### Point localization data
--- START ---
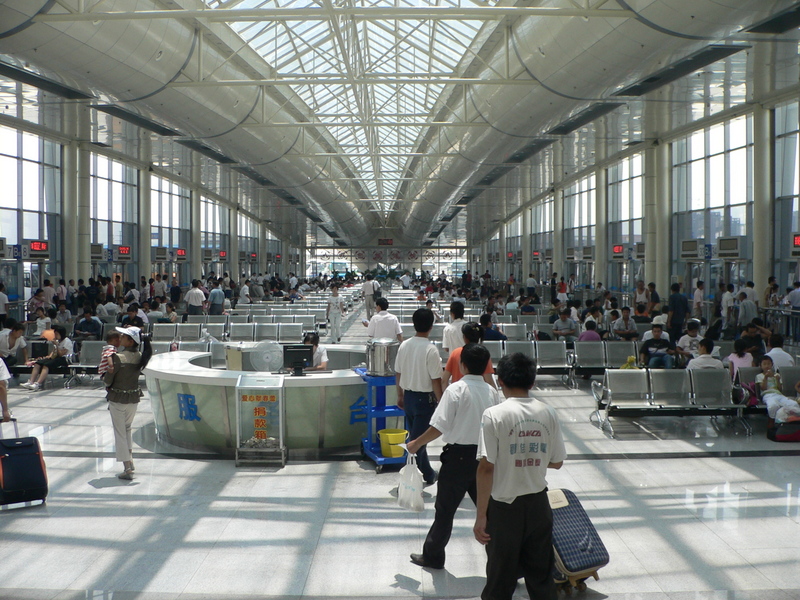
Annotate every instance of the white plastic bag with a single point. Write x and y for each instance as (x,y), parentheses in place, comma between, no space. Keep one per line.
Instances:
(409,490)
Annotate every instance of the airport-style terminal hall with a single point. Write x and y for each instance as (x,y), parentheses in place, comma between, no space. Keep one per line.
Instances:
(497,146)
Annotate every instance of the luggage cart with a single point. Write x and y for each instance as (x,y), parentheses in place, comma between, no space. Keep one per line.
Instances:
(377,412)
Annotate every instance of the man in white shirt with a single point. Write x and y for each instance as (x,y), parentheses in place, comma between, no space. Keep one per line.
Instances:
(384,324)
(244,293)
(520,439)
(418,372)
(457,419)
(3,305)
(726,305)
(12,340)
(368,290)
(697,300)
(704,360)
(452,337)
(160,287)
(530,284)
(780,358)
(195,299)
(334,311)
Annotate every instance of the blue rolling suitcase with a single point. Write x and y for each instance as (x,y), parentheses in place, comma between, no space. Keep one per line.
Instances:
(23,477)
(579,551)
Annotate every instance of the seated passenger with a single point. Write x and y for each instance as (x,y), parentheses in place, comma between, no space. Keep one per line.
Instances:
(89,327)
(739,358)
(12,340)
(625,327)
(473,334)
(657,352)
(704,360)
(779,356)
(640,316)
(55,360)
(688,345)
(320,362)
(590,334)
(565,328)
(769,381)
(489,333)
--- END ---
### Goal of the exercise
In the entries above, find every line holding the word "white" and copy it out.

### Answer below
Annotate every instance of the white plastic bag with a single point. Write x and y for each instance as (x,y), parentheses in place, comma between, no space. Keep one per line.
Annotate every instance of the man in white shirt with a single point. Write x and y for each instance as (x,y), parentheses in place, comma between, no space. Keep one per line.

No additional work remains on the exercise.